Data rows =
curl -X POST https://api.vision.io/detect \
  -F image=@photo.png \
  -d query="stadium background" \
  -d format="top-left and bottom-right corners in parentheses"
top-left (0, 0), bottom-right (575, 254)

Aim = Reproduce every line of the listing above, including the request lines, and shift each bounding-box coordinate by -18.

Output of the task =
curl -X POST https://api.vision.io/detect \
  -F image=@photo.png \
  -d query="stadium background" \
  -d format="top-left and bottom-right corners in parentheses"
top-left (-18, -18), bottom-right (557, 236)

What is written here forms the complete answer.